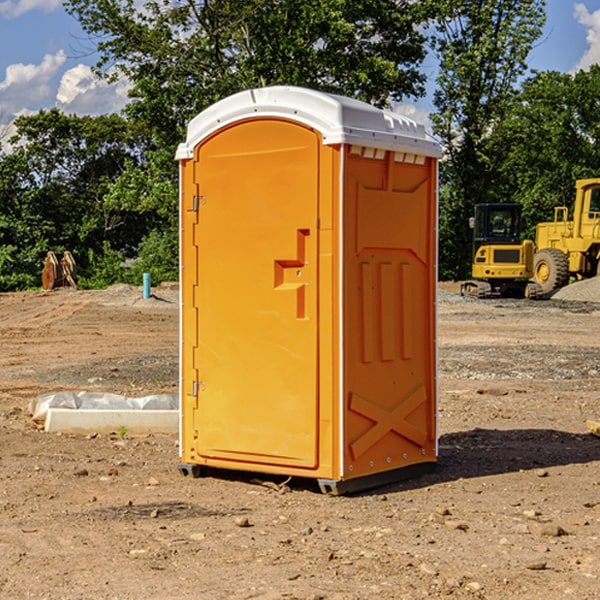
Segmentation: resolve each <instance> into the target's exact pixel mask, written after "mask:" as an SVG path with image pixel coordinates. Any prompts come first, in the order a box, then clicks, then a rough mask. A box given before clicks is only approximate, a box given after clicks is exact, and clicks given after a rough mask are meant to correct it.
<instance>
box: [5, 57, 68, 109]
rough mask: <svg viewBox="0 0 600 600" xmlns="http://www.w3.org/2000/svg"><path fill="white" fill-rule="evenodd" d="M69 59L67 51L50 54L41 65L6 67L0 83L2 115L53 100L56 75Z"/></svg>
mask: <svg viewBox="0 0 600 600" xmlns="http://www.w3.org/2000/svg"><path fill="white" fill-rule="evenodd" d="M65 61H66V54H65V53H64V51H63V50H59V51H58V52H57V53H56V54H46V55H45V56H44V58H43V59H42V62H41V63H40V64H39V65H31V64H29V65H25V64H23V63H17V64H13V65H9V66H8V67H7V68H6V72H5V78H4V80H3V81H1V82H0V114H2V116H3V117H4V118H5V119H6V117H11V116H13V115H15V114H17V113H19V112H21V111H22V110H23V109H24V108H25V109H27V108H32V109H34V108H36V106H37V105H38V104H40V103H45V102H47V101H48V100H50V102H51V103H53V99H54V88H53V85H52V80H53V78H55V77H56V75H57V74H58V72H59V70H60V68H61V67H62V66H63V65H64V63H65Z"/></svg>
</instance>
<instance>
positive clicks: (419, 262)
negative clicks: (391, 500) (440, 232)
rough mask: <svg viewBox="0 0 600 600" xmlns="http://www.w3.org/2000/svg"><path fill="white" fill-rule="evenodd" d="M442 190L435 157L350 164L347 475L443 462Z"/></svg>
mask: <svg viewBox="0 0 600 600" xmlns="http://www.w3.org/2000/svg"><path fill="white" fill-rule="evenodd" d="M434 185H435V173H434V169H433V168H432V165H431V160H430V159H429V160H427V161H425V162H424V164H422V165H413V164H410V165H408V164H404V163H396V162H394V160H393V154H390V153H389V152H388V153H386V156H385V158H384V159H378V160H374V159H371V160H368V159H365V158H363V157H360V156H350V157H349V158H348V160H347V173H346V177H345V186H346V194H345V198H344V201H345V209H344V215H345V218H344V222H345V225H344V229H345V236H346V243H345V251H344V339H345V344H344V386H345V390H344V402H345V407H346V409H345V410H346V414H345V423H344V444H343V448H344V464H345V472H344V476H345V477H346V478H352V477H359V476H364V475H369V474H374V473H377V472H381V471H386V470H390V469H398V468H402V467H404V466H408V465H412V464H416V463H419V462H432V461H434V460H435V445H436V442H435V394H436V389H435V346H434V344H435V341H434V337H435V308H434V303H435V266H434V262H435V188H434Z"/></svg>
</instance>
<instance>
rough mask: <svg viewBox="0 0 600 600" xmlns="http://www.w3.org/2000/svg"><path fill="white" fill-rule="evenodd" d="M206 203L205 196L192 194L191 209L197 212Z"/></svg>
mask: <svg viewBox="0 0 600 600" xmlns="http://www.w3.org/2000/svg"><path fill="white" fill-rule="evenodd" d="M205 203H206V196H194V204H193V207H192V210H193V211H194V212H198V209H199V208H200V207H201V206H203V205H204V204H205Z"/></svg>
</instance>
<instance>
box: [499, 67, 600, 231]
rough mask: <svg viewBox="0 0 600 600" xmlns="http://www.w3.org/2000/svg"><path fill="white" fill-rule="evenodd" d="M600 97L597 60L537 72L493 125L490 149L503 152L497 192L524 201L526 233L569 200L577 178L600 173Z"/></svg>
mask: <svg viewBox="0 0 600 600" xmlns="http://www.w3.org/2000/svg"><path fill="white" fill-rule="evenodd" d="M599 96H600V66H599V65H593V66H592V67H591V68H590V69H589V71H578V72H577V73H576V74H574V75H572V74H568V73H558V72H556V71H549V72H543V73H537V74H535V75H534V76H532V77H530V78H529V79H527V80H526V81H525V82H524V83H523V86H522V90H521V92H520V93H519V95H518V97H517V98H516V102H515V103H514V105H513V108H512V110H511V112H510V113H509V114H508V115H507V116H506V118H505V119H504V120H503V121H502V123H501V124H499V126H498V127H496V129H495V135H494V145H495V148H494V152H495V153H502V155H503V157H504V158H503V161H502V163H501V165H500V166H499V168H498V174H499V177H500V178H501V180H502V182H503V184H502V187H503V189H502V188H501V189H500V193H501V194H502V195H505V196H507V197H509V196H510V197H512V199H513V200H514V201H516V202H520V203H521V204H522V205H523V207H524V214H525V216H526V218H527V222H528V224H529V227H528V231H527V236H528V237H530V238H533V237H534V236H535V224H536V223H538V222H540V221H548V220H552V219H553V208H554V207H555V206H567V207H570V206H571V205H572V202H573V199H574V197H575V180H576V179H585V178H588V177H598V176H600V172H599V171H598V165H599V164H600V106H599V105H598V101H597V99H598V97H599Z"/></svg>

|---|

WHAT YOU NEED TO DO ▸ Your answer must be the records above, word for word, with every picture left out.

RESPONSE FOR THIS EXERCISE ▸
Segmentation: resolve each <instance> into the target's exact pixel mask, written after "mask:" as an SVG path with image pixel coordinates. Any prompts come first, in the order a box, then clicks, then a rough mask. A box given before clicks is only approximate, a box given after clicks is exact, and clicks given after a rough mask are meant to correct it.
<instance>
box: [5, 57, 68, 109]
rough mask: <svg viewBox="0 0 600 600" xmlns="http://www.w3.org/2000/svg"><path fill="white" fill-rule="evenodd" d="M69 59L67 51L50 54L41 65L6 67L0 83L2 115L53 100L56 75Z"/></svg>
mask: <svg viewBox="0 0 600 600" xmlns="http://www.w3.org/2000/svg"><path fill="white" fill-rule="evenodd" d="M65 61H66V54H65V53H64V51H63V50H59V51H58V52H57V53H56V54H46V55H45V56H44V58H43V59H42V62H41V63H40V64H39V65H31V64H29V65H25V64H23V63H17V64H13V65H9V66H8V67H7V68H6V72H5V78H4V80H3V81H1V82H0V114H2V116H3V117H4V118H5V119H6V117H11V116H13V115H15V114H17V113H19V112H21V111H22V110H23V109H24V108H25V109H27V108H32V109H34V108H36V106H37V105H38V104H40V103H45V102H47V101H48V100H50V102H51V103H53V99H54V88H53V85H52V80H53V78H55V77H56V75H57V74H58V72H59V70H60V68H61V67H62V66H63V65H64V63H65Z"/></svg>
</instance>
<instance>
positive clicks: (419, 262)
negative clicks: (391, 500) (440, 232)
rough mask: <svg viewBox="0 0 600 600" xmlns="http://www.w3.org/2000/svg"><path fill="white" fill-rule="evenodd" d="M442 190L435 157L350 164L347 475L443 462Z"/></svg>
mask: <svg viewBox="0 0 600 600" xmlns="http://www.w3.org/2000/svg"><path fill="white" fill-rule="evenodd" d="M434 185H435V173H434V169H433V168H432V165H431V160H430V159H429V160H427V161H425V162H424V164H422V165H413V164H410V165H408V164H404V163H396V162H394V160H393V154H390V153H389V152H388V153H386V156H385V158H384V159H378V160H374V159H371V160H368V159H365V158H363V157H360V156H350V157H349V158H348V160H347V173H346V177H345V186H346V194H345V198H344V201H345V209H344V215H345V218H344V222H345V225H344V229H345V236H346V243H345V251H344V339H345V344H344V386H345V390H344V402H345V407H346V409H345V410H346V414H345V423H344V444H343V448H344V464H345V472H344V476H345V477H346V478H352V477H359V476H364V475H369V474H374V473H377V472H381V471H386V470H390V469H398V468H402V467H404V466H408V465H412V464H416V463H419V462H432V461H434V460H435V445H436V442H435V394H436V389H435V346H434V344H435V341H434V337H435V308H434V303H435V266H434V262H435V188H434Z"/></svg>
</instance>
<instance>
rough mask: <svg viewBox="0 0 600 600" xmlns="http://www.w3.org/2000/svg"><path fill="white" fill-rule="evenodd" d="M206 203L205 196L192 194L191 209L197 212Z"/></svg>
mask: <svg viewBox="0 0 600 600" xmlns="http://www.w3.org/2000/svg"><path fill="white" fill-rule="evenodd" d="M205 203H206V196H194V204H193V207H192V210H193V211H194V212H198V209H199V208H200V207H201V206H203V205H204V204H205Z"/></svg>
</instance>
<instance>
box: [499, 67, 600, 231]
rough mask: <svg viewBox="0 0 600 600" xmlns="http://www.w3.org/2000/svg"><path fill="white" fill-rule="evenodd" d="M600 97L597 60L537 72L493 125L490 149L503 152L497 192L524 201L526 233L569 200L577 178L600 173Z"/></svg>
mask: <svg viewBox="0 0 600 600" xmlns="http://www.w3.org/2000/svg"><path fill="white" fill-rule="evenodd" d="M599 96H600V66H599V65H593V66H592V67H591V68H590V69H589V71H578V72H577V73H576V74H574V75H572V74H568V73H558V72H556V71H549V72H543V73H537V74H535V75H534V76H532V77H530V78H529V79H527V80H526V81H525V82H524V83H523V86H522V90H521V92H520V93H519V95H518V97H517V98H516V102H515V103H514V105H513V108H512V110H511V112H510V113H509V114H508V115H507V116H506V118H505V119H504V120H503V121H502V123H501V124H499V126H498V127H496V129H495V135H494V145H495V148H494V152H495V153H502V155H503V157H504V158H503V161H502V163H501V165H500V166H499V168H498V174H499V177H500V178H501V180H502V182H503V184H502V187H503V189H502V188H501V189H500V193H501V194H502V195H505V196H507V197H509V196H510V197H512V199H513V200H514V201H516V202H520V203H521V204H522V205H523V207H524V214H525V216H526V218H527V222H528V224H529V227H528V231H527V236H528V237H530V238H533V237H534V236H535V224H536V223H538V222H540V221H548V220H552V219H553V208H554V207H555V206H567V207H570V206H571V205H572V202H573V199H574V197H575V180H576V179H585V178H588V177H598V176H600V172H599V171H598V165H599V164H600V106H599V105H598V101H597V99H598V97H599Z"/></svg>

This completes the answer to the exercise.